> **Data entries**
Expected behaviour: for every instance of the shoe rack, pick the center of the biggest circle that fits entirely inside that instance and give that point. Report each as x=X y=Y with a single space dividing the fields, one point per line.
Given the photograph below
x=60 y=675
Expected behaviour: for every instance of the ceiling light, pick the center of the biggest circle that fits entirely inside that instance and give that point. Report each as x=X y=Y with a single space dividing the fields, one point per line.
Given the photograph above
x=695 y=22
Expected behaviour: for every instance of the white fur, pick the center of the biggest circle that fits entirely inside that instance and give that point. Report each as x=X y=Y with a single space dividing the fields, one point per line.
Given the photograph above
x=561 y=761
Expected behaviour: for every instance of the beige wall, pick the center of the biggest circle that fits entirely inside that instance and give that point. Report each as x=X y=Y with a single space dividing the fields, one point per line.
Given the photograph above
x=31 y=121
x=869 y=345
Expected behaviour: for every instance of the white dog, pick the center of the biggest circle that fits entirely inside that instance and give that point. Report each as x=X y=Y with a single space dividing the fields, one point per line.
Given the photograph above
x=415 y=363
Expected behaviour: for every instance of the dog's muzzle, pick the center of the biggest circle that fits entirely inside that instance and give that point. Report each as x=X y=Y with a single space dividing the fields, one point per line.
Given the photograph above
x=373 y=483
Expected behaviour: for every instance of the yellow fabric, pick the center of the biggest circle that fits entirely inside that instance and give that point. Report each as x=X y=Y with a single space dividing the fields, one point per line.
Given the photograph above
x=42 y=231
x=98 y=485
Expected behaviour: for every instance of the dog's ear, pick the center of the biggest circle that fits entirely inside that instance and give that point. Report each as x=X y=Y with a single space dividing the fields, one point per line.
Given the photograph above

> **Stated problem**
Render all the items above as a Markdown table with two columns, Row for the row number and Text for the line. Leave out any blank lines.

> **Answer for the task**
| Row | Text |
|---|---|
| 1 | Expected behaviour: for every instance of the shoe rack, pick the center of the biggest circle that fits entirely inside that instance and give that point. Report each as x=X y=Y with a single space dividing the fields, one point per line. |
| 2 | Given the photograph below |
| 3 | x=60 y=675 |
| 4 | Expected behaviour: for every instance of the ceiling light, pick the center of the biggest circle that fits entirely inside that instance and give that point. Report each as x=X y=Y with a single space dividing the fields, one point per line. |
| 5 | Given the photograph above |
| 6 | x=695 y=22 |
| 7 | Expected behaviour: for every instance of the white fur, pick the center of the biggest circle that fits entirely inside that instance and give that point. Report each as x=X y=Y with a single space dividing the fields, one point per line. |
| 8 | Given the photograph above |
| 9 | x=561 y=761 |
| 10 | Expected behaviour: for every instance of the beige wall, pick the center of the biggest circle that fits entirely inside that instance and give that point. Report each as x=X y=Y with a single space dividing the fields, one point per line. |
| 11 | Given the photograph above |
| 12 | x=31 y=121 |
| 13 | x=869 y=345 |
| 14 | Expected behaviour: for every instance of the white dog, pick the center of the biggest circle that fits entirely inside that instance and give that point. Report each as x=X y=Y with a single space dividing the fields, one point per line. |
| 15 | Given the photograph above |
| 16 | x=415 y=363 |
| 17 | Expected behaviour: for every instance of the dog's muzzle, pick the center of the biggest circle that fits entirely inside that instance and give that point. Report each as x=X y=Y with a single space dividing the fields, one point per line. |
| 18 | Given the photograph above |
| 19 | x=373 y=483 |
| 20 | Expected behaviour: for every instance of the yellow fabric, pick the center of the biggest circle that fits entirely inside that instance and give that point. Report each as x=X y=Y with a single space dividing the fields, one point per line. |
| 21 | Given the photograph above |
| 22 | x=42 y=231 |
| 23 | x=98 y=485 |
| 24 | Expected behaviour: for every instance of the dog's ear, pick the center of the biggest circle that fits entirely inside that instance and give that point. Report each as x=X y=Y with a single space dividing the fields, one point per line. |
| 25 | Given the photograph above |